▸ **DATA UNDER STUDY**:
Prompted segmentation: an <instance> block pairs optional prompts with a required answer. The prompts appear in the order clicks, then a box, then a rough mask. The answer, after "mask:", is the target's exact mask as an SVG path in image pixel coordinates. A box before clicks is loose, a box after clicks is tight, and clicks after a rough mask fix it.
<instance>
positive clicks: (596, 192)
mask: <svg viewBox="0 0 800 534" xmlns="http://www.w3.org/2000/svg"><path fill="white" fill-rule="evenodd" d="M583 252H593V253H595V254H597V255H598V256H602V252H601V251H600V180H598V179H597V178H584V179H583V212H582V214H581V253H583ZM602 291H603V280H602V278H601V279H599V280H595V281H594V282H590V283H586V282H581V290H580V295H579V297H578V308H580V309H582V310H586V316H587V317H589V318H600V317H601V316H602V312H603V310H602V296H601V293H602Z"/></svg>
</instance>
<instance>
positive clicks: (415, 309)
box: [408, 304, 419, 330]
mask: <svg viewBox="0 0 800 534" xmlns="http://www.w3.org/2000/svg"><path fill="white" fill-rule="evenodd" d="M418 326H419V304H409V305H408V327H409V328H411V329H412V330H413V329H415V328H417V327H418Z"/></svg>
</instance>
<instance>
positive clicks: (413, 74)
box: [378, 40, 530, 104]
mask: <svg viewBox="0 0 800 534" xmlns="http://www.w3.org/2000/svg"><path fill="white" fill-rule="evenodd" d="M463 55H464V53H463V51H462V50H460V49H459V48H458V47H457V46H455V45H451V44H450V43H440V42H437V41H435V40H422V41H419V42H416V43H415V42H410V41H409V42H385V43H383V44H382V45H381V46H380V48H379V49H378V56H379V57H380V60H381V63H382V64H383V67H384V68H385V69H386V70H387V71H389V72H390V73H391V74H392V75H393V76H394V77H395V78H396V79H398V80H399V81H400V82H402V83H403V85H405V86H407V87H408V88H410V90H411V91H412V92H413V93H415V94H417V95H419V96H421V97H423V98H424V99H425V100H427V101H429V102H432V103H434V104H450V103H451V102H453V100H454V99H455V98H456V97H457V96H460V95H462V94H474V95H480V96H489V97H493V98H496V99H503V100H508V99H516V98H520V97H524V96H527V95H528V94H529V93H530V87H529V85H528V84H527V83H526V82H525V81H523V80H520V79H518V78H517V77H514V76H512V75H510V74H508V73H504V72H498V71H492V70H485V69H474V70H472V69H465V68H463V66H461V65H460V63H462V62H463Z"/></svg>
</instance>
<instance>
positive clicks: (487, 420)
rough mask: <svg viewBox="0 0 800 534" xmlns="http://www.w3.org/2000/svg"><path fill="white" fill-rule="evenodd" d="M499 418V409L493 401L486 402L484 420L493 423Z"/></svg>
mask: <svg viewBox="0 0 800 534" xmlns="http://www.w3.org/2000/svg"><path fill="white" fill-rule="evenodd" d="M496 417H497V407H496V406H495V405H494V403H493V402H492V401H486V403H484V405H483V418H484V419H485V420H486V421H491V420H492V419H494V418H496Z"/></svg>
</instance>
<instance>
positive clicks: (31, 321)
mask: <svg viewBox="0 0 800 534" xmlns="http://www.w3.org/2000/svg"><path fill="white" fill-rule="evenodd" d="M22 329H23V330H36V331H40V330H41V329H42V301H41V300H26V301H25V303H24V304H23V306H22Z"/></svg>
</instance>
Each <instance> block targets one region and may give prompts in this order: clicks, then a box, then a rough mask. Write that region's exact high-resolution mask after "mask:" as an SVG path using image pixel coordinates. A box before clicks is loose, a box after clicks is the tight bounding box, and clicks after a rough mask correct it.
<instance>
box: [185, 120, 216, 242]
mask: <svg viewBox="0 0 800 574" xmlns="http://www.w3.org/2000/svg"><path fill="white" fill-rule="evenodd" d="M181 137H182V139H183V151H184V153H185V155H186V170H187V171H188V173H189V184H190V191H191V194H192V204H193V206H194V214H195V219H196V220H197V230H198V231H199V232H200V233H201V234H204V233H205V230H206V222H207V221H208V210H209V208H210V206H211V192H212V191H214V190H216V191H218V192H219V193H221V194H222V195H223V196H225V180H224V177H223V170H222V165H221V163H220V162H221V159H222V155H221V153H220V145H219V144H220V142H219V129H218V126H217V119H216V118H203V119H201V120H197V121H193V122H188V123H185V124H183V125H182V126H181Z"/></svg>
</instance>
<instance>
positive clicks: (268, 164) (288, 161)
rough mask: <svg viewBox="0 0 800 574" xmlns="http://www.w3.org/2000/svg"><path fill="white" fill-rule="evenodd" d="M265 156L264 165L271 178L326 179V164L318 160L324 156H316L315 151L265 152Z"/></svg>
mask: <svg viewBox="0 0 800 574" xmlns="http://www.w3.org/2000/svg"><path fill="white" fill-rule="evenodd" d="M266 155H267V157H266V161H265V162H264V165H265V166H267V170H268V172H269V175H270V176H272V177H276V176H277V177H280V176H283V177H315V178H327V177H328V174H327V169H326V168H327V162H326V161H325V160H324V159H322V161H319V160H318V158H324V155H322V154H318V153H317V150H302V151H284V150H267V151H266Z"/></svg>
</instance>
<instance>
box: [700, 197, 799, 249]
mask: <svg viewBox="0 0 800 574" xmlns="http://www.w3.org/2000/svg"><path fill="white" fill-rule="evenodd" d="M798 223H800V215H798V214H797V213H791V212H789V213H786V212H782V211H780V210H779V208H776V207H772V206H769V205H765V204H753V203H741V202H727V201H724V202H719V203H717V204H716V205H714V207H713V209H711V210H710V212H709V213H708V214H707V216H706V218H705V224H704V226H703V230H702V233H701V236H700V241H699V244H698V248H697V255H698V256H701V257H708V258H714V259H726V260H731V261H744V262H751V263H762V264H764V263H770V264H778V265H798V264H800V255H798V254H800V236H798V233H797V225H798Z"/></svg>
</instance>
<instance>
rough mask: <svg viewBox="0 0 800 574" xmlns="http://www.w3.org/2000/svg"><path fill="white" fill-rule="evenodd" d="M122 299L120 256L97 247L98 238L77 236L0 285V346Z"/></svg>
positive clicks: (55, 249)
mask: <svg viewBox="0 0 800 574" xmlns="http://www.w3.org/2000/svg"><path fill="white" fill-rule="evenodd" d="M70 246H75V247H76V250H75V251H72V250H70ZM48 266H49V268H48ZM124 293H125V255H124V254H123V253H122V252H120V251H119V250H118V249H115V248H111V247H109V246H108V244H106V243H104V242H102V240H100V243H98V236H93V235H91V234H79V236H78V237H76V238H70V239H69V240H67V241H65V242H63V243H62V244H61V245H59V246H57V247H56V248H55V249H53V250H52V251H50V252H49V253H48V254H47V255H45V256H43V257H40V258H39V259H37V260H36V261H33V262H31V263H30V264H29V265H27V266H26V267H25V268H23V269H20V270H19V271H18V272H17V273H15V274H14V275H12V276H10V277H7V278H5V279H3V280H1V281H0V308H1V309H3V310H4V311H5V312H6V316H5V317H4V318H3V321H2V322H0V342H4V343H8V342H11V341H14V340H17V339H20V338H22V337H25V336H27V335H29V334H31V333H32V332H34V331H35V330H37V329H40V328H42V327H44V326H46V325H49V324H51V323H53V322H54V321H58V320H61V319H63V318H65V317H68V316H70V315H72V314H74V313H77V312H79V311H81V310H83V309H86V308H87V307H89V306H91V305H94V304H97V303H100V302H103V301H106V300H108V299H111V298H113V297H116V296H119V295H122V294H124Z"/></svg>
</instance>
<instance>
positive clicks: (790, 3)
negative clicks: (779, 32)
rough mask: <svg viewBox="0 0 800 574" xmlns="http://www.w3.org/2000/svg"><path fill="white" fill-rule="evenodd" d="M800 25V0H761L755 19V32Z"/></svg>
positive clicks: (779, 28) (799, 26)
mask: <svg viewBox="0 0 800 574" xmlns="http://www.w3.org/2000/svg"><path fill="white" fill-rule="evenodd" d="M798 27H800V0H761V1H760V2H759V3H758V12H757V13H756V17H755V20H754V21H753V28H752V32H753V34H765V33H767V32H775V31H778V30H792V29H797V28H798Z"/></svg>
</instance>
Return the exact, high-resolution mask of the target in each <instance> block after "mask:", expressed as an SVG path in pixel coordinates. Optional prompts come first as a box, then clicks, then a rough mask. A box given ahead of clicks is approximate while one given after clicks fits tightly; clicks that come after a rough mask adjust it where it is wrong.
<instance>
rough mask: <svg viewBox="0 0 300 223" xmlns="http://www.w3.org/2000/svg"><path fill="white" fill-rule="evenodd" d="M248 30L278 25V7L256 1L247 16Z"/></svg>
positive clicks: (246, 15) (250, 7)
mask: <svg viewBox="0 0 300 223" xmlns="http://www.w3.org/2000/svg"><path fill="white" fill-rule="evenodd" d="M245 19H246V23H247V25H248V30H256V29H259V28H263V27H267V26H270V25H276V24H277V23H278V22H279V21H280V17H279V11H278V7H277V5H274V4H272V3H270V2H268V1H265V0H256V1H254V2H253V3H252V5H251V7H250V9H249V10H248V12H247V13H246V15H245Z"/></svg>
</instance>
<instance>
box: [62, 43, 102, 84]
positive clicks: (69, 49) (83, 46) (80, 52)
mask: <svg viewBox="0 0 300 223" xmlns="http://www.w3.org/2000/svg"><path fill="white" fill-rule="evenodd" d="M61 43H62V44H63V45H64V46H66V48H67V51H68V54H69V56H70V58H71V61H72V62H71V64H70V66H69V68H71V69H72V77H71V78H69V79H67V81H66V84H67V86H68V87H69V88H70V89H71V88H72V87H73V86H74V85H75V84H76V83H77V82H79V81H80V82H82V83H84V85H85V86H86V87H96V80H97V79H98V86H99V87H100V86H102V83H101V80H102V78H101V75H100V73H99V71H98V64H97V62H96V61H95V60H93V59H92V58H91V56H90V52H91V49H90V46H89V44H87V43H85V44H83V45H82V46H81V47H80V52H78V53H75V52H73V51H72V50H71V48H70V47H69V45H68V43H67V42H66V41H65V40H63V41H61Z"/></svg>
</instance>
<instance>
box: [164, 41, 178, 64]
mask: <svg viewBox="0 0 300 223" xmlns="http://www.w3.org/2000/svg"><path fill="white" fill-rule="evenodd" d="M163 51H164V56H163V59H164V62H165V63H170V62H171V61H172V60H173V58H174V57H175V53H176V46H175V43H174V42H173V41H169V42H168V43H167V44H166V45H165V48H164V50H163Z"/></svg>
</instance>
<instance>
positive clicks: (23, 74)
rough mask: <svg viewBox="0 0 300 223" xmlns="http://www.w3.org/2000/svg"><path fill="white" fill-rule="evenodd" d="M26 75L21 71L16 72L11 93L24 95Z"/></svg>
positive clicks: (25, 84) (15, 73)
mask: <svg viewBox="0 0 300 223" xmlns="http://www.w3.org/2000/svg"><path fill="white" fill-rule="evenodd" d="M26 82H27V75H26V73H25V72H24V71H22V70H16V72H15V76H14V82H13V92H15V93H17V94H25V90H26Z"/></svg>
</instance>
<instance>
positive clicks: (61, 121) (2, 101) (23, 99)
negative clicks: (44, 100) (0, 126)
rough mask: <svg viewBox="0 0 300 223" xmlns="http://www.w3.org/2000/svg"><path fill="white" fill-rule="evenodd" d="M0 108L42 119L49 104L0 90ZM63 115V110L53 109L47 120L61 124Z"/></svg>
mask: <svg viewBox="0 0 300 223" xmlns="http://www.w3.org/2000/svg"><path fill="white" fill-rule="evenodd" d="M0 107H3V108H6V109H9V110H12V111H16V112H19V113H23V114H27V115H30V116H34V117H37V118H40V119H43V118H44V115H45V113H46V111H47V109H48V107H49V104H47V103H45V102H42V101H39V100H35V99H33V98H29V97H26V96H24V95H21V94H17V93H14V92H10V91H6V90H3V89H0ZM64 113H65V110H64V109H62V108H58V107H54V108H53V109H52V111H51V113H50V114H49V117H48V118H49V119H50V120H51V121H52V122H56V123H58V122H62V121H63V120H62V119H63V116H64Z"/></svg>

▸ **ACTIVITY**:
Extract every line above containing the word "that".

▸ **TASK SOLUTION**:
Each <instance> block targets one region and may give prompts in this order: clicks, then a box, then a rough mask. Write that region's exact high-resolution mask after "mask:" as an SVG path using image pixel coordinates. A box before clicks is loose, a box after clicks is the tight bounding box, and clicks after a rough mask correct it.
Return the exact, high-resolution mask of the target in each <instance> block after "mask:", expressed as an SVG path in pixel coordinates. Optional prompts come first as a box, then clicks, then a rough mask. A box given ahead of clicks is approximate while one given after clicks fits tightly; clicks that come after a rough mask adjust it where it is wrong.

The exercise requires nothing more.